Requirement: Check each line of the entries. Copy the ones that contain the string "woman".

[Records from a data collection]
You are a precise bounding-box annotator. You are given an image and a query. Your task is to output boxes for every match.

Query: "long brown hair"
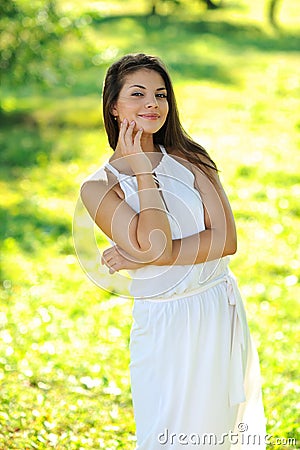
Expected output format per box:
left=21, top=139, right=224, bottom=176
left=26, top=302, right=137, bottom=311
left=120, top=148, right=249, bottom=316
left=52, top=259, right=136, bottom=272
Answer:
left=102, top=53, right=218, bottom=177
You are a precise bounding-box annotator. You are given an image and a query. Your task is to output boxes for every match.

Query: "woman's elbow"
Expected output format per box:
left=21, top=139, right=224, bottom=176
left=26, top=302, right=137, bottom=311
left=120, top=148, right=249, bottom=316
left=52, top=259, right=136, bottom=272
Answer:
left=137, top=229, right=172, bottom=264
left=155, top=247, right=173, bottom=265
left=224, top=237, right=237, bottom=256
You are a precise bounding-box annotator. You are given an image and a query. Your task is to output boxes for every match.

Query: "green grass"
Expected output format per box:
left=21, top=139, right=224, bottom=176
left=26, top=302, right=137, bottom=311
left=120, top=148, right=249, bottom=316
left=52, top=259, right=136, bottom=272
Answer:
left=0, top=1, right=300, bottom=448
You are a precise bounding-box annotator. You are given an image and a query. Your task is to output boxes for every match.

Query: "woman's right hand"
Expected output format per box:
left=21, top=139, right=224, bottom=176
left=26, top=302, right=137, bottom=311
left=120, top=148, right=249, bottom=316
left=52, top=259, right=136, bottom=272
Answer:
left=116, top=119, right=152, bottom=175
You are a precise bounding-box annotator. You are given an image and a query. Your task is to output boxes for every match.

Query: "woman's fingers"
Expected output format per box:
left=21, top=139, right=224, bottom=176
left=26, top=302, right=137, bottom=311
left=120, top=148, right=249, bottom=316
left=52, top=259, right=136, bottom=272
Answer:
left=103, top=256, right=120, bottom=274
left=134, top=127, right=143, bottom=150
left=117, top=119, right=134, bottom=151
left=124, top=120, right=135, bottom=148
left=102, top=245, right=144, bottom=273
left=102, top=254, right=117, bottom=272
left=101, top=248, right=113, bottom=264
left=102, top=247, right=116, bottom=262
left=101, top=245, right=121, bottom=272
left=115, top=119, right=149, bottom=173
left=117, top=118, right=127, bottom=149
left=102, top=245, right=133, bottom=273
left=117, top=119, right=143, bottom=156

Your solution:
Query: "woman's elbow"
Query: "woman's right hand"
Query: "woman's fingers"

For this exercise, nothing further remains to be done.